## Set task:
Starting with the line that contains "Can you find the player sliding", copy every line through the end of the data below, exactly and with nothing added.
** BEGIN Records for the task **
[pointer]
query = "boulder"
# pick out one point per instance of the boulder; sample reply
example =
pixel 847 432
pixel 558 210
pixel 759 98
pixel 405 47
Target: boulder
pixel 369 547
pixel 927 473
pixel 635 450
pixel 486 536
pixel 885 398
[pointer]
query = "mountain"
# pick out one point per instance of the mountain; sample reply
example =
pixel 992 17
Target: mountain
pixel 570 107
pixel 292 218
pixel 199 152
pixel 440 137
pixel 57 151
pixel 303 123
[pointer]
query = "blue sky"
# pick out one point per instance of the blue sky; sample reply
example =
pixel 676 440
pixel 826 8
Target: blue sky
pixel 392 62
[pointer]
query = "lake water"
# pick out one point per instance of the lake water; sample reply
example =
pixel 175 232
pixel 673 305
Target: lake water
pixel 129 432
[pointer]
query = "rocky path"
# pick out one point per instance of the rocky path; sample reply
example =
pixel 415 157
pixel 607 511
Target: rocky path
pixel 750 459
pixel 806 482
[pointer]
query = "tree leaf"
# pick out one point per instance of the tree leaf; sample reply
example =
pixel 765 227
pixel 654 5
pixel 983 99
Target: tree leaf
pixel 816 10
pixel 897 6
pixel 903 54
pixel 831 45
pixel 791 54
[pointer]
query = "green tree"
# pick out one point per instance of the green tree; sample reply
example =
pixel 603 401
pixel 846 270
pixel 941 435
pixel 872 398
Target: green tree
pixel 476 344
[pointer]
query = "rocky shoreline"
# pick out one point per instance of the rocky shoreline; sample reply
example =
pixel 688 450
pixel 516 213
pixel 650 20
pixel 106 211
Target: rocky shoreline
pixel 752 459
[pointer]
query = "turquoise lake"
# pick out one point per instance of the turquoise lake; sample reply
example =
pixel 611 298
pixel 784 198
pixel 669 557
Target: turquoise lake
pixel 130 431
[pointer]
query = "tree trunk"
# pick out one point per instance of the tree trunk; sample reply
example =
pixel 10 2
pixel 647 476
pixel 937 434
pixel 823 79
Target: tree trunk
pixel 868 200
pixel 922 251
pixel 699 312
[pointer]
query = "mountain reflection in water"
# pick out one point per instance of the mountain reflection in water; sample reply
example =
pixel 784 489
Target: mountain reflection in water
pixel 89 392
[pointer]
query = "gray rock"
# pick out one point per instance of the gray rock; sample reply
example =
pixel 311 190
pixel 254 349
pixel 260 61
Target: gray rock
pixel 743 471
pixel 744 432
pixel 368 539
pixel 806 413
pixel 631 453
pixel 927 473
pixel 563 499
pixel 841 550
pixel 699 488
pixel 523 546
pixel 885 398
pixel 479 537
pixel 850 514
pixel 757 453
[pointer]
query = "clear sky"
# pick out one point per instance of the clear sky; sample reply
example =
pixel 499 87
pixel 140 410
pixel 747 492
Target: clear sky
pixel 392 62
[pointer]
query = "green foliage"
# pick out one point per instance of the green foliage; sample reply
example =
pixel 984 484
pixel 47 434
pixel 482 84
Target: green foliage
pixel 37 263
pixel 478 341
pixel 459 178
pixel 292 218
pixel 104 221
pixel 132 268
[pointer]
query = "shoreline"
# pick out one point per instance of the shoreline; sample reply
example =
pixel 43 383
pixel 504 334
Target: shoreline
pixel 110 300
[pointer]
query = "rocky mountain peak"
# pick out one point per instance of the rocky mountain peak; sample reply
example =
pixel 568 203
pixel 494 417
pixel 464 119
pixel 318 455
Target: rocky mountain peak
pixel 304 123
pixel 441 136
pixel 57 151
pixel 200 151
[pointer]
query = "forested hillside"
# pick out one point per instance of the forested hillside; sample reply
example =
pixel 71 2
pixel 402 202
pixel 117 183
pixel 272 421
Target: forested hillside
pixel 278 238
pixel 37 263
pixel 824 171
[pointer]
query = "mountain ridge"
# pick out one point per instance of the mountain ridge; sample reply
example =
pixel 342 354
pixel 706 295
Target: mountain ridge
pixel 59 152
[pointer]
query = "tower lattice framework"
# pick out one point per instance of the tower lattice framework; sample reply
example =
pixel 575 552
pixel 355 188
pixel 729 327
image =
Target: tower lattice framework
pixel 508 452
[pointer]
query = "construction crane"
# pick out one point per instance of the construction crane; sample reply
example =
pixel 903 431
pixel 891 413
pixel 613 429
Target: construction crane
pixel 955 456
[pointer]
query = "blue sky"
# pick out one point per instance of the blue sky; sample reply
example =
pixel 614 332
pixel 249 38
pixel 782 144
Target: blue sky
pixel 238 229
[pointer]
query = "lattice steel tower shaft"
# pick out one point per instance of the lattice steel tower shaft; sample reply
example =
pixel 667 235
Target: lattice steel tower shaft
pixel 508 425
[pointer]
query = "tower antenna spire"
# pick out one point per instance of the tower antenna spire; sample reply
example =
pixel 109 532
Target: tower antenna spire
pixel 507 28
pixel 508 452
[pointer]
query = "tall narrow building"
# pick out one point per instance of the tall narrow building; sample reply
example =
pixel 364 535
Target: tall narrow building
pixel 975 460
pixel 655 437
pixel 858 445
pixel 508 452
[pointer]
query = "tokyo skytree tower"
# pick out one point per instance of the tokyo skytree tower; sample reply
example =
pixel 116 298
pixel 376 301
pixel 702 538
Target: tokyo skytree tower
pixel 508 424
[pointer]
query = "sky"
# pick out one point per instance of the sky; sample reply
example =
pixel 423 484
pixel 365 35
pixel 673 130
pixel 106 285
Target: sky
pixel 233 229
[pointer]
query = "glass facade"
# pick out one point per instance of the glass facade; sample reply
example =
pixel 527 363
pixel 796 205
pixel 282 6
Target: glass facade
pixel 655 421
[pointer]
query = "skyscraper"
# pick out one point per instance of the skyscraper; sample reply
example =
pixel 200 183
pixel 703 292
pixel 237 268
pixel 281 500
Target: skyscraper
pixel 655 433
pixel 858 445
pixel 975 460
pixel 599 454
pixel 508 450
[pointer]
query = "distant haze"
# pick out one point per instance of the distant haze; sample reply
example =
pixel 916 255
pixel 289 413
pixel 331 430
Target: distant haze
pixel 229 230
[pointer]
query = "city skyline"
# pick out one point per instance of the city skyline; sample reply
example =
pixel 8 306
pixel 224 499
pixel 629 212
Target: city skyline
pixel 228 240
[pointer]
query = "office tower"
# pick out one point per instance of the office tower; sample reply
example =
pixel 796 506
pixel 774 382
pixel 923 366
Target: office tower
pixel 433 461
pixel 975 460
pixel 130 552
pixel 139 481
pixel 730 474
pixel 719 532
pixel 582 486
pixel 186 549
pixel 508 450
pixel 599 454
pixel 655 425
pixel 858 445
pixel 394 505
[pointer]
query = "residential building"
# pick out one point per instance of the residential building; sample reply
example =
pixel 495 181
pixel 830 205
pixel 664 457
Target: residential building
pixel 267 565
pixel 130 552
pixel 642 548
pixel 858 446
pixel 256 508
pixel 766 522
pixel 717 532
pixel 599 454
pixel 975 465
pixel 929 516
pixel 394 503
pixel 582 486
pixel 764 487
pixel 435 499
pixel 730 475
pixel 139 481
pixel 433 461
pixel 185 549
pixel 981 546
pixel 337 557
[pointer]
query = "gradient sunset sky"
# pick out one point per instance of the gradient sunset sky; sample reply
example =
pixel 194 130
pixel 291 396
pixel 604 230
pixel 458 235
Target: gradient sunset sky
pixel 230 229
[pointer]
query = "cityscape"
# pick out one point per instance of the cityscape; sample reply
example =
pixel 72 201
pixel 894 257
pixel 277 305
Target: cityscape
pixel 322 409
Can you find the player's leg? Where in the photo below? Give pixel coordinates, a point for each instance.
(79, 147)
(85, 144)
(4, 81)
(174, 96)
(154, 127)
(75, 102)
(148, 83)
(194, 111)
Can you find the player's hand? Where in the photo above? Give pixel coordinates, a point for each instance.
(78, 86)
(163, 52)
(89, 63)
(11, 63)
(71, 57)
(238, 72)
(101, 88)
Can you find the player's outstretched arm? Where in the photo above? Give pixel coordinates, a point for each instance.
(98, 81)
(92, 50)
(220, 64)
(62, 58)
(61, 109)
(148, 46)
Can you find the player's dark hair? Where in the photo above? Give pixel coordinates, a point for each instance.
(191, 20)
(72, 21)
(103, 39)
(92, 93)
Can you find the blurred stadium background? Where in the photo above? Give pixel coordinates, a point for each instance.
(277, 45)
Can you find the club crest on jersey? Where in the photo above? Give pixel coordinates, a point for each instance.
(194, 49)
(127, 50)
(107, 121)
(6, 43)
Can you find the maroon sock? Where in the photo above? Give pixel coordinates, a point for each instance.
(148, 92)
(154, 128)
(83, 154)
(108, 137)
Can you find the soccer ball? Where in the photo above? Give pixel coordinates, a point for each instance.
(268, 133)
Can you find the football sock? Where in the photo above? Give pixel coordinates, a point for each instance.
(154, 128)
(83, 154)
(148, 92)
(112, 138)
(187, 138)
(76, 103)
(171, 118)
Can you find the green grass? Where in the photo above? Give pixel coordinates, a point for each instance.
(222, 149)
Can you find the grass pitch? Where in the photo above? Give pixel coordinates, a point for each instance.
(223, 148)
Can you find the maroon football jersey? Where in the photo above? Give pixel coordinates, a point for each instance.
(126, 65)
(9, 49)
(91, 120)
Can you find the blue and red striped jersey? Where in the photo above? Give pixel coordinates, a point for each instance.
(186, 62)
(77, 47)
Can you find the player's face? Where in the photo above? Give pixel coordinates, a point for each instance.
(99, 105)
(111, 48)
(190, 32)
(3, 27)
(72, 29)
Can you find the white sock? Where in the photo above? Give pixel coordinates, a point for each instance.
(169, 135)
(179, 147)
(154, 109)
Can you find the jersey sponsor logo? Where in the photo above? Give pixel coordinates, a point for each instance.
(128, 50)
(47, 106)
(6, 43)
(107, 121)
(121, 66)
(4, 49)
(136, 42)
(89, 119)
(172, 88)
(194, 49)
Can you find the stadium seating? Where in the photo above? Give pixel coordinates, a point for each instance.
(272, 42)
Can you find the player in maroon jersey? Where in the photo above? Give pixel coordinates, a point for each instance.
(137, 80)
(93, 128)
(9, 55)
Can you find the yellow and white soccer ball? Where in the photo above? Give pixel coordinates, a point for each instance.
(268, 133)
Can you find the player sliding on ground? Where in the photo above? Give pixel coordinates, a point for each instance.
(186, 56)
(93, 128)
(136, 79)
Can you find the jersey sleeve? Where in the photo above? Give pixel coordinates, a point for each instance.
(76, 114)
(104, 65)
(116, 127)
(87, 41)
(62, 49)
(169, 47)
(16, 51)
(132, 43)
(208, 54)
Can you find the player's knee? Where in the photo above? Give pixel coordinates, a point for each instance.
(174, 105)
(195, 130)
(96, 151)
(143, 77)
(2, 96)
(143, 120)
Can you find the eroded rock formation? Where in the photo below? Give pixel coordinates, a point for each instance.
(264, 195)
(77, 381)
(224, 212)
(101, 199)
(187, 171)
** END Records for the task **
## Task result:
Can you find the player sliding on ground? Where in the photo above? Give pixel coordinates, a point for each instance.
(186, 56)
(93, 128)
(136, 79)
Can you find the jersey sleeve? Where in the photo above? Give pixel coordinates, a point for each instance.
(76, 114)
(104, 65)
(116, 127)
(87, 41)
(62, 49)
(169, 47)
(16, 51)
(132, 43)
(208, 54)
Can you find the player's knee? Where in the photo above? Give pixel coordinates, a point for each instance.
(174, 105)
(195, 130)
(96, 151)
(143, 77)
(2, 96)
(143, 120)
Can you find the eroded rock formation? Where in the photo below? Give pixel coordinates, a point for each instance.
(264, 195)
(77, 381)
(224, 212)
(101, 199)
(187, 171)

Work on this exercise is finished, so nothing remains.